## Testo fornito
◆ ◆ ◆ ◆
Lo spettatore medio torna a casa con la sensazione di non essere più estraneo a una possessione imminente e prima di andare a dormire si guarda intorno, chiude meglio la porta, controlla sotto le lenzuola, sussulta a ogni piccolo rumore, lascia la luce accesa un po’ più a lungo del solito. Ma sa già che è tutto inutile. Perché è la paura che fa più paura. Perché l’incubo non sta fuori ma può materializzarsi dentro, da un momento all’altro. E il demonio può avere la forma di un suono, di uno scricchiolio, si può materializzare nelle paralisi notturne e nel pavor nocturnus oppure può essere un pensiero ossessivo. Ecco la forza, davvero profonda, di questo film.

E poi gli strascichi inevitabili in ogni storia maledetta: nove persone legate, direttamente o indirettamente, a “L’esorcista” morirono durante le riprese. Jack MacGowran, uno degli attori il cui personaggio muore nel film, morirà un mese prima dell’uscita della pellicola nelle sale. La rivista “American Hollywood” scrisse che a Roma, nei pressi del Cinema Metropolitan, durante la proiezione del film una croce alta oltre due metri si staccò da una chiesa lì vicina frantumandosi a terra. Buona visione.
◆ ◆ ◆ ◆
## Consegna scritta 1
Riporta senza alcuna modifica le righe dei record, partendo dall'inizio dei record e proseguendo fino alla riga che contiene "359 L 0 425", compresa. Escludi le immagini dalla risposta.

Record di annotazione
◆ ◆ ◆ ◆
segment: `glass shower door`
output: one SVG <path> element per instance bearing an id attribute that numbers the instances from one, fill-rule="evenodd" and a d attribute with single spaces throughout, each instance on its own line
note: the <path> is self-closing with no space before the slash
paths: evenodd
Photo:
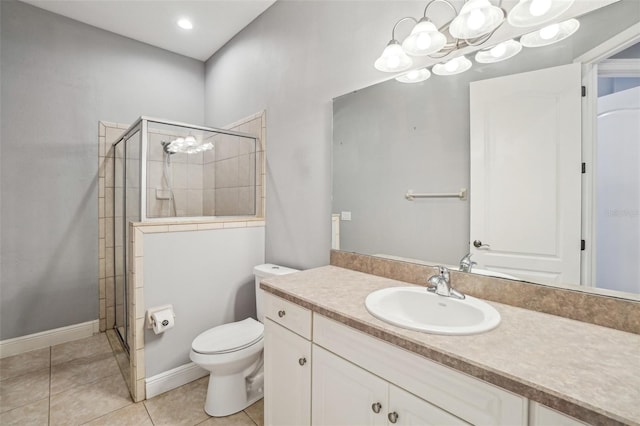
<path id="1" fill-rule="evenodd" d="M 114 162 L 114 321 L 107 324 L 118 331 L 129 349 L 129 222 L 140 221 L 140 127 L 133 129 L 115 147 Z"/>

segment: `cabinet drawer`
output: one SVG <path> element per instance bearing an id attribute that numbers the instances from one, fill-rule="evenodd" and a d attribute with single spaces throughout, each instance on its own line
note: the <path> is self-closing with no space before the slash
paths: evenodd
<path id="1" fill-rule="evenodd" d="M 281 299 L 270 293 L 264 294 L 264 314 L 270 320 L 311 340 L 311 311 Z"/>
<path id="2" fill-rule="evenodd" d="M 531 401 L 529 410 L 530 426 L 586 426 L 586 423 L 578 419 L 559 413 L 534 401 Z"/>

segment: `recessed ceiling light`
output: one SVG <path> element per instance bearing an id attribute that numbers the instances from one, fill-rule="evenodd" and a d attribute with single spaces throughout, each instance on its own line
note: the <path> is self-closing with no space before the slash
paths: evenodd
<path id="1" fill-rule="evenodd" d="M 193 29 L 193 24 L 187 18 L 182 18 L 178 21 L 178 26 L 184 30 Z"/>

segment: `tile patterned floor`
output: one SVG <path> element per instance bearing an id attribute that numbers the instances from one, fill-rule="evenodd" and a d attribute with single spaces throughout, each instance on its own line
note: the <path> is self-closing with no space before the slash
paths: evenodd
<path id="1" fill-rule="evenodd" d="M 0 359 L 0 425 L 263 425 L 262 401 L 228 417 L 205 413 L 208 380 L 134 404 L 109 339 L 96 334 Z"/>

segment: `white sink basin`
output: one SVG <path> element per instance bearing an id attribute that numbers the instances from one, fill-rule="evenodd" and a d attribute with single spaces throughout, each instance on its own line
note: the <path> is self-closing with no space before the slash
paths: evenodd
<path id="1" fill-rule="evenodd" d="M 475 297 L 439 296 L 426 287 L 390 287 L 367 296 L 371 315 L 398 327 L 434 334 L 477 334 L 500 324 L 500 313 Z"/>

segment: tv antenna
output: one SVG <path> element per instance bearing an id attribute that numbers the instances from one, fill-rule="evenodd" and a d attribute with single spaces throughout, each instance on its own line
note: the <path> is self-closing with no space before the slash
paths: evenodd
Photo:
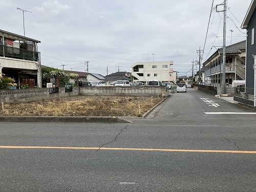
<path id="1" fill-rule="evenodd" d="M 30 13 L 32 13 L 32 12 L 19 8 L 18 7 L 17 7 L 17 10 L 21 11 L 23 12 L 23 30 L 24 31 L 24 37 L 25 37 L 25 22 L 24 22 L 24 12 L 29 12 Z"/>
◆ ◆ ◆ ◆
## Consegna scritta 2
Riscrivi in forma di elenco puntato il paragrafo del testo su "L'esorcista" che inizia con «E poi gli strascichi», conservandone i fatti principali.

## Risposta al compito 1
segment: `glass shower door`
output: one SVG <path> element per instance bearing an id attribute that numbers the instances from one, fill-rule="evenodd" and a d attribute with single spaces throughout, each instance on its own line
note: the <path> is self-closing with no space before the slash
paths: evenodd
Photo:
<path id="1" fill-rule="evenodd" d="M 114 162 L 114 321 L 107 324 L 118 331 L 129 349 L 129 222 L 140 221 L 140 127 L 133 129 L 115 147 Z"/>

segment: `cabinet drawer`
output: one SVG <path> element per instance bearing an id attribute that numbers the instances from one, fill-rule="evenodd" and a d attribute with single spaces throughout, each instance on its own line
note: the <path> is self-closing with no space before the slash
paths: evenodd
<path id="1" fill-rule="evenodd" d="M 281 299 L 270 293 L 264 294 L 264 314 L 270 320 L 311 340 L 311 311 Z"/>
<path id="2" fill-rule="evenodd" d="M 531 401 L 529 410 L 530 426 L 586 426 L 586 423 L 578 419 L 559 413 L 534 401 Z"/>

segment: `recessed ceiling light`
output: one SVG <path> element per instance bearing an id attribute that numbers the instances from one, fill-rule="evenodd" and a d attribute with single spaces throughout, each instance on its own line
note: the <path> is self-closing with no space before the slash
paths: evenodd
<path id="1" fill-rule="evenodd" d="M 193 29 L 193 24 L 187 18 L 182 18 L 178 21 L 178 26 L 184 30 Z"/>

segment: `tile patterned floor`
output: one SVG <path> element per instance bearing an id attribute that numbers the instances from one, fill-rule="evenodd" and a d attribute with single spaces throughout, each instance on its own line
note: the <path> is self-closing with no space before the slash
paths: evenodd
<path id="1" fill-rule="evenodd" d="M 0 359 L 0 425 L 263 425 L 262 401 L 228 417 L 205 413 L 208 380 L 134 404 L 109 339 L 96 334 Z"/>

## Risposta al compito 2
- Nove persone legate, direttamente o indirettamente, a "L'esorcista" morirono durante le riprese.
- Jack MacGowran, un attore il cui personaggio muore nel film, morì un mese prima dell'uscita della pellicola nelle sale.
- Secondo la rivista "American Hollywood", a Roma, nei pressi del Cinema Metropolitan, durante la proiezione del film una croce alta oltre due metri si staccò da una chiesa vicina e si frantumò a terra.